Records from a data collection
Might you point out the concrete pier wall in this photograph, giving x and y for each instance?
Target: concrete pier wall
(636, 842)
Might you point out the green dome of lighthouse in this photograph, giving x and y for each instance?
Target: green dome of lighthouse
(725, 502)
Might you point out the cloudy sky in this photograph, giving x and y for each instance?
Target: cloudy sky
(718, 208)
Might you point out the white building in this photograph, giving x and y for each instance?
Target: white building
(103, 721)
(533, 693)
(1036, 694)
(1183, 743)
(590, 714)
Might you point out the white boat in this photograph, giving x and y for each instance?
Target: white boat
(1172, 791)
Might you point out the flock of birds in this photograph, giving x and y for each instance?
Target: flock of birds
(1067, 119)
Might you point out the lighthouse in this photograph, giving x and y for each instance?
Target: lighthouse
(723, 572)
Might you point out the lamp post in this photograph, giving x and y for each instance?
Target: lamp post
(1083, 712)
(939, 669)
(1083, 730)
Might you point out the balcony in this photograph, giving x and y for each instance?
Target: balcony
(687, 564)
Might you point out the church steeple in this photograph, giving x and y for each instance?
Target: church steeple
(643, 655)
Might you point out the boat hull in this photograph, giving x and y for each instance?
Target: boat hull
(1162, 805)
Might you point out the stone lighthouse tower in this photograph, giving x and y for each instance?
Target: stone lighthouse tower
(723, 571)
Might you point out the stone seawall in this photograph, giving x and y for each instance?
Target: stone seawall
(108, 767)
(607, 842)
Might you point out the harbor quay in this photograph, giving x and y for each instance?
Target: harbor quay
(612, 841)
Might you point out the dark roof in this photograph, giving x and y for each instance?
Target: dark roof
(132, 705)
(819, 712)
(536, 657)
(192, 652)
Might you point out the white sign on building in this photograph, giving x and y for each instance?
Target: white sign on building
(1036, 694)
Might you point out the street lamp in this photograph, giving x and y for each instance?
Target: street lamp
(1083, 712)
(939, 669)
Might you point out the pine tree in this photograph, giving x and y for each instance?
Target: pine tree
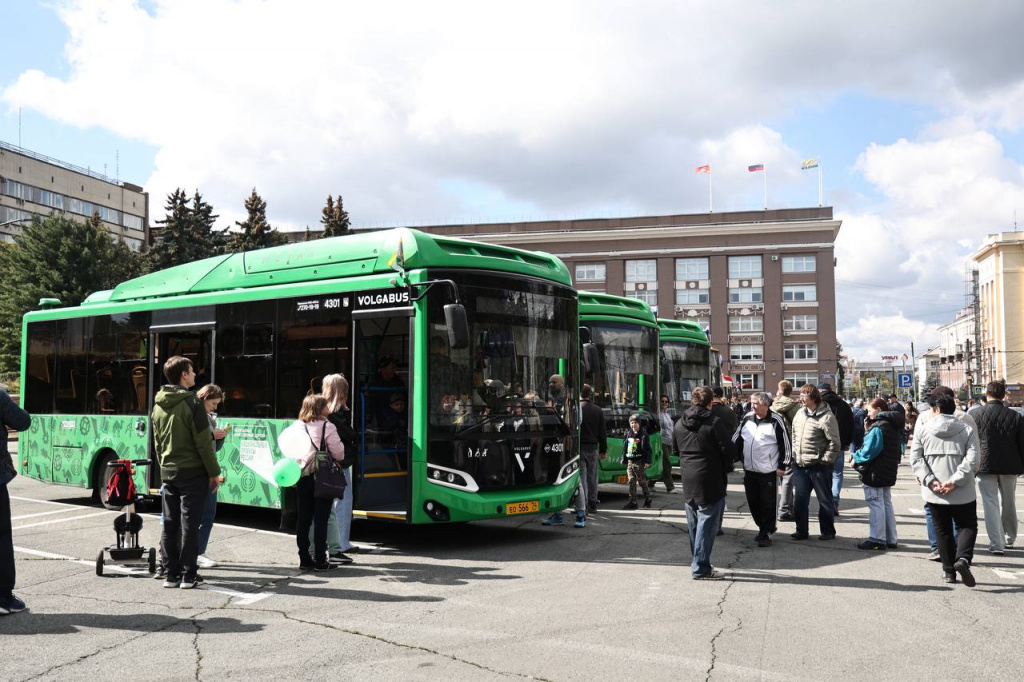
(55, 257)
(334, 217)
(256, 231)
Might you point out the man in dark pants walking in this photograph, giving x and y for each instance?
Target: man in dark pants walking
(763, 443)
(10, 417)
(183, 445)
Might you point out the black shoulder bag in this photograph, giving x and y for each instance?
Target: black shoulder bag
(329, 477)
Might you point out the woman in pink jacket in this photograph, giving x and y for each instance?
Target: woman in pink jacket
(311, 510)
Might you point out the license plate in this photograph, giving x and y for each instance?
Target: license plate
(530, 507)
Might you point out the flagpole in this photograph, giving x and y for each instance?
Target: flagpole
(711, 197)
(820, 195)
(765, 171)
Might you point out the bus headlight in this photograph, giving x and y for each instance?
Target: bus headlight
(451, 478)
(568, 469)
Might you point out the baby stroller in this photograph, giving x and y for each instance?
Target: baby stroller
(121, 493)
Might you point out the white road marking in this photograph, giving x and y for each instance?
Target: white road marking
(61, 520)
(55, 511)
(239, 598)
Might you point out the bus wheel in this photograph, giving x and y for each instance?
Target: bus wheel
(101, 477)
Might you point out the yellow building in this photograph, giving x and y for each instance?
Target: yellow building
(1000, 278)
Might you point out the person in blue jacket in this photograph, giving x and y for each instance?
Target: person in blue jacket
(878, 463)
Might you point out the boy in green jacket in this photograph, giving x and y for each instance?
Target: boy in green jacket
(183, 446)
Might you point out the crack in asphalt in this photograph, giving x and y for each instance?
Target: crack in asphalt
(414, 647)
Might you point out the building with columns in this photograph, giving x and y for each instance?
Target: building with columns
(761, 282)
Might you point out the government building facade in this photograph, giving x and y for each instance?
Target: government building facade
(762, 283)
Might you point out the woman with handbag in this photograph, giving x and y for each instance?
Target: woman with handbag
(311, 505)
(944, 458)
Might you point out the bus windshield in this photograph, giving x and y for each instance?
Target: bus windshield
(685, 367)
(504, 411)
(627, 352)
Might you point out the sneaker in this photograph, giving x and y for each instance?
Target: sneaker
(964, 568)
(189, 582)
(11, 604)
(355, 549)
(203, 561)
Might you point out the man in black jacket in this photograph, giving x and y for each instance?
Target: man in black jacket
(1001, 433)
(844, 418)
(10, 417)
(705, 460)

...

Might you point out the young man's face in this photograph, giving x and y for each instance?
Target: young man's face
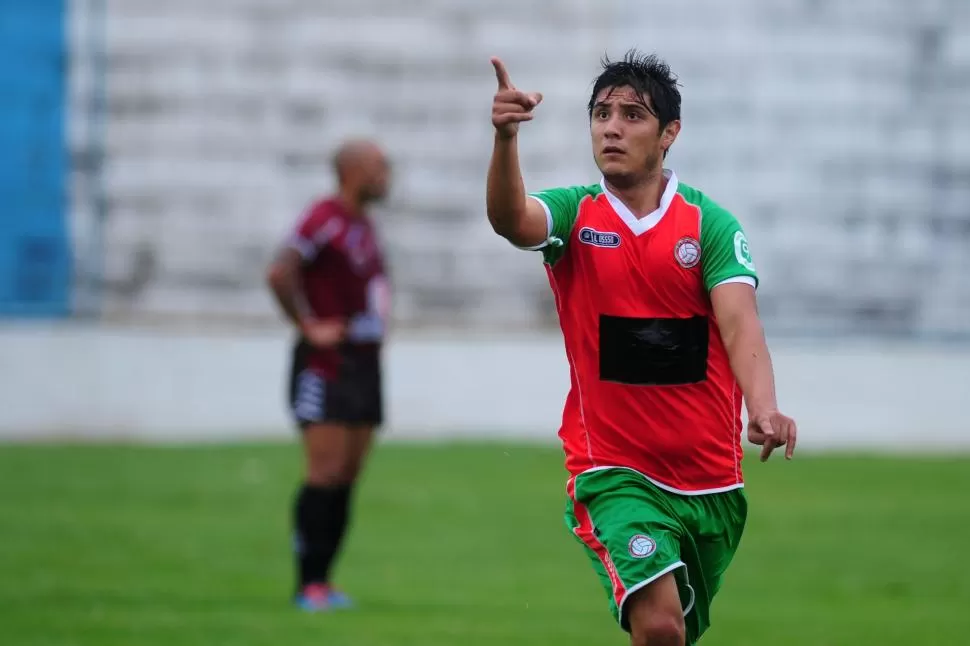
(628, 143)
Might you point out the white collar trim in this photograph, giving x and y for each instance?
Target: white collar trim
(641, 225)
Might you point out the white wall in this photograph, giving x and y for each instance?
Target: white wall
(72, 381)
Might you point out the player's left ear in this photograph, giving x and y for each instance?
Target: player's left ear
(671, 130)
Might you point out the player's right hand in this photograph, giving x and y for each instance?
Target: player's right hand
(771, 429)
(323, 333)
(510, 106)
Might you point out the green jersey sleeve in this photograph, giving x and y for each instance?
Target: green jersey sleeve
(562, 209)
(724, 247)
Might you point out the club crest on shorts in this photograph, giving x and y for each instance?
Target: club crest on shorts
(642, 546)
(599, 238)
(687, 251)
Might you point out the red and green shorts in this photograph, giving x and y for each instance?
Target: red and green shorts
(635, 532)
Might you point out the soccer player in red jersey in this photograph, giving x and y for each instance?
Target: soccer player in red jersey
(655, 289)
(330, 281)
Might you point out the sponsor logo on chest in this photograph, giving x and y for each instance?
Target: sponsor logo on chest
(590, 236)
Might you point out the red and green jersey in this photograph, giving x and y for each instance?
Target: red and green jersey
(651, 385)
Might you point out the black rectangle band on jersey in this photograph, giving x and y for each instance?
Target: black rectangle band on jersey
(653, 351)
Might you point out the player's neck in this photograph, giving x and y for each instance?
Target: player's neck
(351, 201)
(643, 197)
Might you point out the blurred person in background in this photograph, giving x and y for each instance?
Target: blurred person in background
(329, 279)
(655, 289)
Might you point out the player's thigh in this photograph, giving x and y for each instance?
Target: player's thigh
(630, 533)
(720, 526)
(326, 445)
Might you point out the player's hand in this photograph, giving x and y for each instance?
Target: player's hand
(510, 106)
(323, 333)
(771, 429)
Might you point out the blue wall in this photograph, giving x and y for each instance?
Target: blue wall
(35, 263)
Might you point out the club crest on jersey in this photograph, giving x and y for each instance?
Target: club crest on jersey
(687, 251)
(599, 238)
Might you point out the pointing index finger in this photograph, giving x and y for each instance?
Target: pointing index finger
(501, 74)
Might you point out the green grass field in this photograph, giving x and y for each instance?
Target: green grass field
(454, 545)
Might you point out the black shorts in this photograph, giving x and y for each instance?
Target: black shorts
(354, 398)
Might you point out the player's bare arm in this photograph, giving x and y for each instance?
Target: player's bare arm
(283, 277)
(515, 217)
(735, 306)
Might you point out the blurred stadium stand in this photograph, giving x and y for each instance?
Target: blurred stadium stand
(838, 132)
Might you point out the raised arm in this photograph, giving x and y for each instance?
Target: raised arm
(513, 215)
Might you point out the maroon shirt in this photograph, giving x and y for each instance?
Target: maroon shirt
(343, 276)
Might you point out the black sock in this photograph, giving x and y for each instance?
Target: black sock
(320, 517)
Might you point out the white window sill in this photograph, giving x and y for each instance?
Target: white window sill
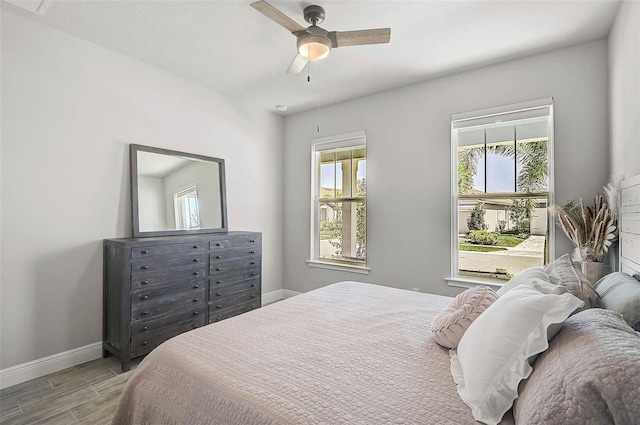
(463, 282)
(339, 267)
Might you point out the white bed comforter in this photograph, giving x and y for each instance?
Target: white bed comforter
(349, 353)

* * *

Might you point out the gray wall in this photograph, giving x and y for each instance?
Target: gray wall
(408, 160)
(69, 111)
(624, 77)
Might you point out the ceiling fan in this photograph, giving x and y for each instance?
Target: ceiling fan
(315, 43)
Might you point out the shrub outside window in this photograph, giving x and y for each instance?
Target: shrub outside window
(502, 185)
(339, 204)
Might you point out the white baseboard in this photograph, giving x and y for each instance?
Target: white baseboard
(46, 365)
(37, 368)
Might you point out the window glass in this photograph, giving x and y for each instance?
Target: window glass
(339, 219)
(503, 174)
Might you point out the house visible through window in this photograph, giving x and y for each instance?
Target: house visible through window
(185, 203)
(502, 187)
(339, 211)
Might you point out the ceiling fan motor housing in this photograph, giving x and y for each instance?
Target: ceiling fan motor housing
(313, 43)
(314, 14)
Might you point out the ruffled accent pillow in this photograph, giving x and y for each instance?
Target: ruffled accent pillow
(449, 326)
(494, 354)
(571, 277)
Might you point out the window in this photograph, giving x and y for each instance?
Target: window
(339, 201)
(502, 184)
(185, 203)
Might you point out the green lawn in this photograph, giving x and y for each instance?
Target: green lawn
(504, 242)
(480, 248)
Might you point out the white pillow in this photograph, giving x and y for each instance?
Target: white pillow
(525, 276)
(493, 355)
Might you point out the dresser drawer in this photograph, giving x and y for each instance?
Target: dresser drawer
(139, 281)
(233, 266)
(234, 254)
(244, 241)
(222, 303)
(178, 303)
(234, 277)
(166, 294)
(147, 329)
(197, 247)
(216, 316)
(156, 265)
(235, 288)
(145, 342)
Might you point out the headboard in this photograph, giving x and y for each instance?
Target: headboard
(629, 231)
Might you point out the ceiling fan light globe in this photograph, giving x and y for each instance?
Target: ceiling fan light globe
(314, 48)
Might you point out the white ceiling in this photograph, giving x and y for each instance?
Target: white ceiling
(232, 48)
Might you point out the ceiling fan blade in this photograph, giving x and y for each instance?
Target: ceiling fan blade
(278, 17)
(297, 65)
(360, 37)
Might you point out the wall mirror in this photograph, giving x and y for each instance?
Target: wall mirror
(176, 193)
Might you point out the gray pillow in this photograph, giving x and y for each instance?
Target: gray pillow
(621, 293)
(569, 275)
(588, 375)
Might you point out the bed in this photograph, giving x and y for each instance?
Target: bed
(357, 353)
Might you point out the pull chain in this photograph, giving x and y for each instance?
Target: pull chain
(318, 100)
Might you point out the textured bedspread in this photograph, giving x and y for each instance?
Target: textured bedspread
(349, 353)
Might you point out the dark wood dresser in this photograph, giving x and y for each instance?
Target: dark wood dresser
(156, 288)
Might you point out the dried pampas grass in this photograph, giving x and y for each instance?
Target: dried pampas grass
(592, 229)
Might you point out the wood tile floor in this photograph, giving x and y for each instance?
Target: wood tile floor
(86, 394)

**Objective:** Count the lines in the data above that contain the word "dark", and give only the number.

**Problem solution:** 6